PROVIDED PASSAGE →
Before shooting, workshops were held for the cast. In an interview Rajput said, "I have taken leave for two to three months for Detective Byomkesh Bakshy! after the release of Shuddh Desi Romance. A lot has to be done for the film like the look of the 1940s' hairstyle, body, accent, but all after this film". The costume was designed by the designer Manish Malhotra.

The sets were designed by Vandana Kataria and, accordingly, the set up will showcase the lifestyle of the people who were living during the turbulent times of World War II. To give the look of 1943, the heritage zone of B. B. D. Bagh was transported back to the pre-Independence era with vintage cars and old trams back on the streets. As reports suggest, a lot of VFX will be used to reflect old world charm.

Casting
After Khosla Ka Ghosla, Dibakar Banerjee wanted to make this film and he approached Aamir Khan to play the villain. Eventually the deal was cancelled because Aamir chose Dhoom 3 over it. Sushant Singh Rajput was roped in to play the role of Byomkesh Bakshi in mid-2013. Earlier reports suggested that fashion designer Sabyasachi's assistant, Divya Menon, would be making her debut as an actress in this film as Rajput's character's wife.

Initially Rani Mukerji was considered to play the female lead. However, Rani refused the role since the heroine's character had a few bold scenes. The role was later offered to Bengali actress Swastika Mukherjee. On 6 November 2014, Banerjee stated that Mukherjee's role is sketched along the lines of Mata Hari. In March 2014, reports suggested that Meiyang Chang would be seen in the film in an important role. In May 2014, it was revealed that Neeraj Kabi is also part of the film.

Filming
Shooting for the film began in early 2014, and ended on 12 May 2014. A part of the movie has been shot in Kolkata and Mumbai. Some scenes were shot in an abandoned mill in Mumbai's Byculla region. Shooting locations in Kolkata were finalised in February 2012. Shooting took place in Lalbazar, Presidency University, Coffee House and Bow Barracks. The cast was reportedly seen shooting for the film in Agarpara in January 2014.

Music

Amongst the artists in the album, Sneha Khanwalkar is the only musician who had composed for a soundtrack before this. The track used in the teaser, titled "Life's a Bitch", is composed by the New Delhi band Joint Family. The full song of "Bach Ke Bakshy" was published in a music video featuring Sushant, dancing in a parking lot, on 16 March 2015 in the official YRF YouTube channel. The next day, YRF uploaded all the songs in an audio jukebox format.

Marketing and promotion
Banerjee says he changed the 'i' at the end of the protagonist's surname Bakshi to 'y' for "typographical balance", stating that the 'i' felt "too thin" and that 'y' was a "stronger alphabet".

A teaser trailer for the film was released on Vine and marks the first film to do so.

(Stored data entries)
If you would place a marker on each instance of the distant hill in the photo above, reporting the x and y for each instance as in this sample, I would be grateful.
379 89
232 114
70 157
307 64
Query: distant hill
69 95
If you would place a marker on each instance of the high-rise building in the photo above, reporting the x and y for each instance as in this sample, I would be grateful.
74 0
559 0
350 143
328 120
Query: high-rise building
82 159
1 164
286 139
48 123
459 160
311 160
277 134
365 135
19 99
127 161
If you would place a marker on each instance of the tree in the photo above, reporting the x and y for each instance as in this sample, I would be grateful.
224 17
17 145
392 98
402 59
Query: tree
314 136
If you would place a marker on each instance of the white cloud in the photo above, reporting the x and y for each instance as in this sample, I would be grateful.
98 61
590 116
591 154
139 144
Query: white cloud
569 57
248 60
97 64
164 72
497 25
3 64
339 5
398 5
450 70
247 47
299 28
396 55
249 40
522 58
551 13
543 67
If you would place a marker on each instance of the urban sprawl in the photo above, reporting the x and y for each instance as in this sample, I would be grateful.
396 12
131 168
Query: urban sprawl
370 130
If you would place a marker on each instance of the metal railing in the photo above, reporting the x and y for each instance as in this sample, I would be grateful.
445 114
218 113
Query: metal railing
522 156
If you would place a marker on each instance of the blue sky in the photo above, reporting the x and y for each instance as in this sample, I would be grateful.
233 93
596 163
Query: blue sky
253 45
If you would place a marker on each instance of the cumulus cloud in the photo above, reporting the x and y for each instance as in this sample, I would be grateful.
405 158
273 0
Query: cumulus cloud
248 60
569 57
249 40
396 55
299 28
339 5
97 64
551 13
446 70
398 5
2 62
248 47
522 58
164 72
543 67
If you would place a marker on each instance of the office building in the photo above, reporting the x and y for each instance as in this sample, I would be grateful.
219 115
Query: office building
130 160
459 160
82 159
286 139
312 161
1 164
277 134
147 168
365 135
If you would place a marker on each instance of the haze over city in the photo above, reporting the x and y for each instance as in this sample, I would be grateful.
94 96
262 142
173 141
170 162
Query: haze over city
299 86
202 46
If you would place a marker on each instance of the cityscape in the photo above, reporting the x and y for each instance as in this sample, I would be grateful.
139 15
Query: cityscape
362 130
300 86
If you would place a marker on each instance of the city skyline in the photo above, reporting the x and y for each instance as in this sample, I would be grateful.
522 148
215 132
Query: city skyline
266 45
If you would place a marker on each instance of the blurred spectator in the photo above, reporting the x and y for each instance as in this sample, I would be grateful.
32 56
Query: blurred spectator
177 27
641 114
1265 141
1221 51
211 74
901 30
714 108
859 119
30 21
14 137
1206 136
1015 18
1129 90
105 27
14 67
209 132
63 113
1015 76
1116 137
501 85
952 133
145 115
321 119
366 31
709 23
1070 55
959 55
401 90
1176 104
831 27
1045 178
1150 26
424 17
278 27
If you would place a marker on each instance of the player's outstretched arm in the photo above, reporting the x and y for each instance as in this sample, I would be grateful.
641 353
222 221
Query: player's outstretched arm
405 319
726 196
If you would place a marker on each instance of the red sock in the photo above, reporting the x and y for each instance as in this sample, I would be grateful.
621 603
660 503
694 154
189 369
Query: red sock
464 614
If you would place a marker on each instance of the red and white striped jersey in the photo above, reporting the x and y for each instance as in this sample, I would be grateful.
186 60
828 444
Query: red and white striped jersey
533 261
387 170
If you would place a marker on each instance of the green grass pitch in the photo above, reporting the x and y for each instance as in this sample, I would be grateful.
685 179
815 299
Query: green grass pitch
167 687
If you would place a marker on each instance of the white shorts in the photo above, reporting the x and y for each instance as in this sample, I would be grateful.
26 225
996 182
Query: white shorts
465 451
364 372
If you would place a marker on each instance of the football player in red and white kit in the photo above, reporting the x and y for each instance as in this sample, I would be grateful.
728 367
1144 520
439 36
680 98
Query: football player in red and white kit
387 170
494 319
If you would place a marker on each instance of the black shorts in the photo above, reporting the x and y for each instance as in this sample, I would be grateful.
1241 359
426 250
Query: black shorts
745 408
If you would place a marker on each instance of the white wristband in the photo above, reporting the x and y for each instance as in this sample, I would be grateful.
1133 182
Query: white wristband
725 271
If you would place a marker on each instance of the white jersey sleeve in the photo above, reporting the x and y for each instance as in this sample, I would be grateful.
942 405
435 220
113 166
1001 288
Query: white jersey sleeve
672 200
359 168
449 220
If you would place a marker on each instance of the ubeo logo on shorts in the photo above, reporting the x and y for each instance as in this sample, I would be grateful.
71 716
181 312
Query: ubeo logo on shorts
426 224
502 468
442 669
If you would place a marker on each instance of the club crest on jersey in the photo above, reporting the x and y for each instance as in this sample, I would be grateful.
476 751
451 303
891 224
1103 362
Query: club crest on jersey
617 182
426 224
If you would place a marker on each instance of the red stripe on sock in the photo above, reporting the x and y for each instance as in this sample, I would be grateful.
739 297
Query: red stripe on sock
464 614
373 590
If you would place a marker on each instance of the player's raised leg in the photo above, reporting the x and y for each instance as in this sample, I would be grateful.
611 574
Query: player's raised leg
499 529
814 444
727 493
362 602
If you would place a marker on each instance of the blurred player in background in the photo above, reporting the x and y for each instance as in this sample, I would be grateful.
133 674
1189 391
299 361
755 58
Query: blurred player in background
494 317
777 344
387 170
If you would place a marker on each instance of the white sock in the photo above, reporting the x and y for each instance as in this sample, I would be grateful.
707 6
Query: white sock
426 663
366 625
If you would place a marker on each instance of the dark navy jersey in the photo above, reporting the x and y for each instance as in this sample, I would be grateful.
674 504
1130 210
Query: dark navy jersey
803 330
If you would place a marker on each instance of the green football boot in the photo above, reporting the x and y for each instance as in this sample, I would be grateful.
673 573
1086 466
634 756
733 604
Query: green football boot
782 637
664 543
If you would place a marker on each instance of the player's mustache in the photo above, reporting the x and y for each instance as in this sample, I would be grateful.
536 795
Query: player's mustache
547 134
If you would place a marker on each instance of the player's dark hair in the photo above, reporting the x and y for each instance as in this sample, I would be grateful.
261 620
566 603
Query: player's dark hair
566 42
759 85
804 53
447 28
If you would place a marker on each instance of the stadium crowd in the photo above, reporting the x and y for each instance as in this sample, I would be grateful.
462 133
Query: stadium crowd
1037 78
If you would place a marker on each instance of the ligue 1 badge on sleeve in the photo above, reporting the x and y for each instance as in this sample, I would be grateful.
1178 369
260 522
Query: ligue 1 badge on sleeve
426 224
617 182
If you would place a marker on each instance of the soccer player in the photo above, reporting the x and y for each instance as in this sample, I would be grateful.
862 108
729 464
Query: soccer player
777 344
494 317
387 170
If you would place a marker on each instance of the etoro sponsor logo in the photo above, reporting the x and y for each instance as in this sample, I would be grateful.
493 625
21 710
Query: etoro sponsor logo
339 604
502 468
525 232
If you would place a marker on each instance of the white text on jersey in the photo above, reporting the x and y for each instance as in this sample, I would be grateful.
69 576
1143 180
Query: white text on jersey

ACTIONS TO TAKE →
• A. From the production notes, list every shooting location named in the sentence that begins "Shooting took place in".
• B. Reproduce the production notes verbatim, between "The sets were" and "old world charm.", inclusive.

ANSWERS IN ORDER →
• A. Lalbazar, Presidency University, Coffee House, Bow Barracks

• B.
The sets were designed by Vandana Kataria and, accordingly, the set up will showcase the lifestyle of the people who were living during the turbulent times of World War II. To give the look of 1943, the heritage zone of B. B. D. Bagh was transported back to the pre-Independence era with vintage cars and old trams back on the streets. As reports suggest, a lot of VFX will be used to reflect old world charm.